──────── Provided passage ────────

# Theraband Silver?



## Bostradamus (May 15, 2012)

i just banded up an ugly lil palm shootin' natural i'm calling my "Frog Flogger" with some theraband silver and i'm loving how the bands are performing...
has anyone else used it? if so, how does it work for you??


----------



## Bostradamus (May 15, 2012)

it really seems to zip ammo at a sfficient rate to down a frog easily...
if i'm wrong let me know before i give some poor amphibian a headache


----------



## Dayhiker (Mar 13, 2010)

Bo, I like silver, I really do. It is smoother than gold for target shooting, but after a lot of experimenting I found that if you cut gold at the right length and taper for your ammo, you can achieve the same effect. But if you wanna beef things up, you have better potential with gold.

Going to black gives you something like a whole new range of possibilities. I like gold and black. All the colors in between seem to be a waste of time to me.

But one has to experiment a lot to see what I'm saying.


----------



## Bostradamus (May 15, 2012)

i thought the black was the lightest weight?? man i got alot to learn!


----------



## newconvert (Dec 12, 2011)

BoKennedy said:


> i thought the black was the lightest weight?? man i got alot to learn!


yellow is the lightest weight i believe, i had a bunch of silver, shot very well for me, tapers or straights were fun for targets, if i needed more power from them i just doubled up. i sent an ss banded with double 3/4 by maybe 7" to Jskeen and he was amazed at the speeds he was getting from the silver, go for it Bo


----------



## Bostradamus (May 15, 2012)

it shoots so smoothly, i found myself on target way more than not with this "flogger" and i can't wait to take it to the ponds!
silver band fan am i!


----------



## newconvert (Dec 12, 2011)

──────── Record extracts ────────

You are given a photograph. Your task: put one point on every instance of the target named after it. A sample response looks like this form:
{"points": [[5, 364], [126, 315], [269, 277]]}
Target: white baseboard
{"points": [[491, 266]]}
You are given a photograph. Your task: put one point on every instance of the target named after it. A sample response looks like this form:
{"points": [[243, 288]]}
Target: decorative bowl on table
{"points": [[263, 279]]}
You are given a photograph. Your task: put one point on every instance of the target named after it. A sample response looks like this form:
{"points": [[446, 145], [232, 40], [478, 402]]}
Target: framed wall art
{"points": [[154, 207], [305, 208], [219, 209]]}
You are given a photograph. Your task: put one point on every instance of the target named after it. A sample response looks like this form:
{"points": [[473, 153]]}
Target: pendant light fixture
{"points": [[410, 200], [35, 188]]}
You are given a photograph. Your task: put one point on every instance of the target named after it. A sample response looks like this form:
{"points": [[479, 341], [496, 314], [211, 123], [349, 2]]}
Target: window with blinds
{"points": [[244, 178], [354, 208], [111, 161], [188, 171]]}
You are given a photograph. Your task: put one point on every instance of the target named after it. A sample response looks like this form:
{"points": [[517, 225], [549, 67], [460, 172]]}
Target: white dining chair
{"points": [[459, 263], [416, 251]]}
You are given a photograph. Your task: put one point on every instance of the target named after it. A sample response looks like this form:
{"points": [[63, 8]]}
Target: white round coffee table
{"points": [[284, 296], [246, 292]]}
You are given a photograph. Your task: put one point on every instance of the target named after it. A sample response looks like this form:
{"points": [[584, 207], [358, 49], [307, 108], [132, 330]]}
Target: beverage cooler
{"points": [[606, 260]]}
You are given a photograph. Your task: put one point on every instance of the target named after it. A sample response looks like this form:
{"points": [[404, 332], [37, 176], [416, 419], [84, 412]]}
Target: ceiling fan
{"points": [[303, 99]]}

────────

Write out the full Theraband silver thread word for word. Rely only on the Theraband silver thread, not on the entries.

# Theraband Silver?



## Bostradamus (May 15, 2012)

i just banded up an ugly lil palm shootin' natural i'm calling my "Frog Flogger" with some theraband silver and i'm loving how the bands are performing...
has anyone else used it? if so, how does it work for you??


----------



## Bostradamus (May 15, 2012)

it really seems to zip ammo at a sfficient rate to down a frog easily...
if i'm wrong let me know before i give some poor amphibian a headache


----------



## Dayhiker (Mar 13, 2010)

Bo, I like silver, I really do. It is smoother than gold for target shooting, but after a lot of experimenting I found that if you cut gold at the right length and taper for your ammo, you can achieve the same effect. But if you wanna beef things up, you have better potential with gold.

Going to black gives you something like a whole new range of possibilities. I like gold and black. All the colors in between seem to be a waste of time to me.

But one has to experiment a lot to see what I'm saying.


----------



## Bostradamus (May 15, 2012)

i thought the black was the lightest weight?? man i got alot to learn!


----------



## newconvert (Dec 12, 2011)

BoKennedy said:


> i thought the black was the lightest weight?? man i got alot to learn!


yellow is the lightest weight i believe, i had a bunch of silver, shot very well for me, tapers or straights were fun for targets, if i needed more power from them i just doubled up. i sent an ss banded with double 3/4 by maybe 7" to Jskeen and he was amazed at the speeds he was getting from the silver, go for it Bo


----------



## Bostradamus (May 15, 2012)

it shoots so smoothly, i found myself on target way more than not with this "flogger" and i can't wait to take it to the ponds!
silver band fan am i!


----------



## newconvert (Dec 12, 2011)